_GIVEN PROBLEM 1_
Retype the tutorial abstract from "The concept of information" up to and including "too frequently misapplied.", character for character.

Information Theory in Learning and Control
Naftali Tishby

Mon Dec 12th 04:00 -- 06:00 PM @ Manuel de Falla
Event URL: http://www.cs.huji.ac.il/~tishby/NIPS2011-Tutorial »

The concept of information plays a fundamental role in modern theories of cognition, in particular as regards perception, learning and behavior. However, the formal links between information theory and cognitive neuroscience remain elusive, and information theoretic measures are all too frequently misapplied.

In this tutorial I present a principled overview of some recent links between Shannon's theory of communication and statistical learning theory, and then put these in a more general framework of information theory of perception and control. I begin with the well-known links between statistical inference and information, from simple hypothesis testing, parameter estimation and the concept of sufficient statistics. An information theoretic generalization of minimal sufficient statistics leads to a natural optimization problem; i.e., the information bottleneck principle (IB), which is directly connected to classical models of communication with side information. While the IB optimization problem is generally non-convex, it is efficiently solvable for multivariate Gaussian variables. This special case was recently generalized using the Kernel trick to a wide class of dimensionality reduction problems, similar to Kernel-CCA. This version makes the information bottleneck method completely applicable for a wide range of practical problems. I will discuss the advantages of these algorithms over K-CCA and describe the importance of the information tradeoff (information curve) for hierarchical data representation and feature extraction. I will also discuss some finite sample properties and generalization bounds for this method.

_GIVEN PROBLEM 2_
In the listing, repeat the lines from the line with "around every windshield." up to and including the line with "[90,152,132,156]", unchanged and with nothing else.

_PROVIDED RECORDS_

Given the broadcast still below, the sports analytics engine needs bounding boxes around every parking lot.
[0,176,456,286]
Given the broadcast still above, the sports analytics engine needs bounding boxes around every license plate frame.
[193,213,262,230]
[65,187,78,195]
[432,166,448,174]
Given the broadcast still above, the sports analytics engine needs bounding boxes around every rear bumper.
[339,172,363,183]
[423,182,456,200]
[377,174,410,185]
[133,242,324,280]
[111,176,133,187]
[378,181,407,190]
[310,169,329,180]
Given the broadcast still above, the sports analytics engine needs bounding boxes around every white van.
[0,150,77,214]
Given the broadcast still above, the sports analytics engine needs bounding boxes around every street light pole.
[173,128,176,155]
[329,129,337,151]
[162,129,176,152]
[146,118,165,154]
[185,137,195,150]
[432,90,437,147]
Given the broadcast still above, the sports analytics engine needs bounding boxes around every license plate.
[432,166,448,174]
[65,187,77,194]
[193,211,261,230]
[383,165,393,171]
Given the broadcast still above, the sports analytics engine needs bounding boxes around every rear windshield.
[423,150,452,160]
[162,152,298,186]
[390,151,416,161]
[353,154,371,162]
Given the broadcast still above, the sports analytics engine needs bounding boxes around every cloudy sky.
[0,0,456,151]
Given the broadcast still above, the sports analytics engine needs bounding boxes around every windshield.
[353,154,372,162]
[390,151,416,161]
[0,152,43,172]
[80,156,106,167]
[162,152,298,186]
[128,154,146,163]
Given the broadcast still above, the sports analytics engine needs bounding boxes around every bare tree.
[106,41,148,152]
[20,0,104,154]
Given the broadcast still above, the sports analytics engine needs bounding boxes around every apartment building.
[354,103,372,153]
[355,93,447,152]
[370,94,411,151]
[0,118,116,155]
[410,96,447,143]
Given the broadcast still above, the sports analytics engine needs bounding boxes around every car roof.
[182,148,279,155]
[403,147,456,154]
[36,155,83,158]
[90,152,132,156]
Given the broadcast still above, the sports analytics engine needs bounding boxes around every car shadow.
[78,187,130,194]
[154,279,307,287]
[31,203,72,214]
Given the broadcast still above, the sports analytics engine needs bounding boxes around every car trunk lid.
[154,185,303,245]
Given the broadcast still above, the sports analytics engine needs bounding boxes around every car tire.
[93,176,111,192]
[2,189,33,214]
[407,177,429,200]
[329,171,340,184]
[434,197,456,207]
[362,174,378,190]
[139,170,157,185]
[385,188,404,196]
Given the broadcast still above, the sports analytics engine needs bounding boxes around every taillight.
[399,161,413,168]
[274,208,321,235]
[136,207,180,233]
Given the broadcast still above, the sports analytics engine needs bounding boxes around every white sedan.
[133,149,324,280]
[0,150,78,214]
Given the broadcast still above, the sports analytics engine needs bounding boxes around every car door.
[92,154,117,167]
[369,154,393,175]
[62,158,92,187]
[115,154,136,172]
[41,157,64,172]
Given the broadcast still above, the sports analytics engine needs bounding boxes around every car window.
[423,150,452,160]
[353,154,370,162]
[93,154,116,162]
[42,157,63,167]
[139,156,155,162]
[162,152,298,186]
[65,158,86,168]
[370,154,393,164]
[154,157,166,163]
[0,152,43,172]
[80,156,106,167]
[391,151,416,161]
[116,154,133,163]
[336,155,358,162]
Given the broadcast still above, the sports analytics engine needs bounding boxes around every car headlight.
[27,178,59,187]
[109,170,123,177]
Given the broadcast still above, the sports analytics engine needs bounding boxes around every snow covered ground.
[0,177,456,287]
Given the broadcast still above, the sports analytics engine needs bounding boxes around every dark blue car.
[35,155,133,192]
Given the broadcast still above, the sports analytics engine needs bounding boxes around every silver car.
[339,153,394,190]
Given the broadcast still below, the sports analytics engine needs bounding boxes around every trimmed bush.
---
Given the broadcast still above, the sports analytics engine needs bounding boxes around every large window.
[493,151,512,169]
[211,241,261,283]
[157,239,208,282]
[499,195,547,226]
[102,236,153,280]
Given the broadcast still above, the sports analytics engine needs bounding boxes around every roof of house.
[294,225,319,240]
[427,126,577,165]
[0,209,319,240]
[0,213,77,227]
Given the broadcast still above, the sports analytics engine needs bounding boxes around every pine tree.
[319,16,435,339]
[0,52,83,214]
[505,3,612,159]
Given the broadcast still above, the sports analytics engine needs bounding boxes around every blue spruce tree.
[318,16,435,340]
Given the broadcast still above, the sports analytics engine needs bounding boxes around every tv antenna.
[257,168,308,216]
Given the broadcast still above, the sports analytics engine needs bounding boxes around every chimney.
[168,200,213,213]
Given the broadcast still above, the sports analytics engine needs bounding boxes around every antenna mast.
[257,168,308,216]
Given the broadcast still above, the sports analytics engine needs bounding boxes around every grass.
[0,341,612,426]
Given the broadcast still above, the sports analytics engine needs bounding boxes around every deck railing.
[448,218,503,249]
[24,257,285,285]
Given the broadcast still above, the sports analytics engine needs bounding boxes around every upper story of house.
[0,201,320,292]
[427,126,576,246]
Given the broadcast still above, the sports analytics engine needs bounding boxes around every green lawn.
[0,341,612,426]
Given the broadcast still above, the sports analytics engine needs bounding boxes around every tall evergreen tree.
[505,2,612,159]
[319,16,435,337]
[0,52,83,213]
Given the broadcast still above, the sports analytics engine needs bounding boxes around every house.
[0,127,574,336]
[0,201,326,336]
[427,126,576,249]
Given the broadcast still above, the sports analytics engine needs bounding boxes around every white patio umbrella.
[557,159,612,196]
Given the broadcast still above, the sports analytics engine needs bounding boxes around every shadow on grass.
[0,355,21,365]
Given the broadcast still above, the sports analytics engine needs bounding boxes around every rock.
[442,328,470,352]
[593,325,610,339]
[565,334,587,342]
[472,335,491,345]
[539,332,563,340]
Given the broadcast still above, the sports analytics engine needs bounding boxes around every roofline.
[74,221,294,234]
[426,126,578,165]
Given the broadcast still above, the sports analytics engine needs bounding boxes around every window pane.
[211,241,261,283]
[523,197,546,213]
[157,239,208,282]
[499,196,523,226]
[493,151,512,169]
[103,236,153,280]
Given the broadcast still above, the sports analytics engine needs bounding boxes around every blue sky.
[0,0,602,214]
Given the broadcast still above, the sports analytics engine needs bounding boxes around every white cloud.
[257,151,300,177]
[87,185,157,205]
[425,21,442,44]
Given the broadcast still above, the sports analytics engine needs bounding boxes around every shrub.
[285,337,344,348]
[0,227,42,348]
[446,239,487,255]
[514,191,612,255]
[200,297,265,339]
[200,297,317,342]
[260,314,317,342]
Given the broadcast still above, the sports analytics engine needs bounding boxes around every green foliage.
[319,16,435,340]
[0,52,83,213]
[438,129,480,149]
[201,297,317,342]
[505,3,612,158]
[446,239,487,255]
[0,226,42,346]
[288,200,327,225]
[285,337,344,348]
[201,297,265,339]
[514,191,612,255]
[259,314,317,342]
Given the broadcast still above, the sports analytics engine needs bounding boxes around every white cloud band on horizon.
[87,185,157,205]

_COMPLETE OUTPUT 1_
The concept of information plays a fundamental role in modern theories of cognition, in particular as regards perception, learning and behavior. However, the formal links between information theory and cognitive neuroscience remain elusive, and information theoretic measures are all too frequently misapplied.

_COMPLETE OUTPUT 2_
Given the broadcast still above, the sports analytics engine needs bounding boxes around every windshield.
[353,154,372,162]
[390,151,416,161]
[0,152,43,172]
[80,156,106,167]
[162,152,298,186]
[128,154,146,163]
Given the broadcast still above, the sports analytics engine needs bounding boxes around every bare tree.
[106,41,148,152]
[20,0,104,154]
Given the broadcast still above, the sports analytics engine needs bounding boxes around every apartment building.
[354,103,372,153]
[355,93,447,152]
[370,94,411,151]
[0,118,116,155]
[410,96,447,143]
Given the broadcast still above, the sports analytics engine needs bounding boxes around every car roof.
[182,148,279,155]
[403,147,456,154]
[36,155,83,158]
[90,152,132,156]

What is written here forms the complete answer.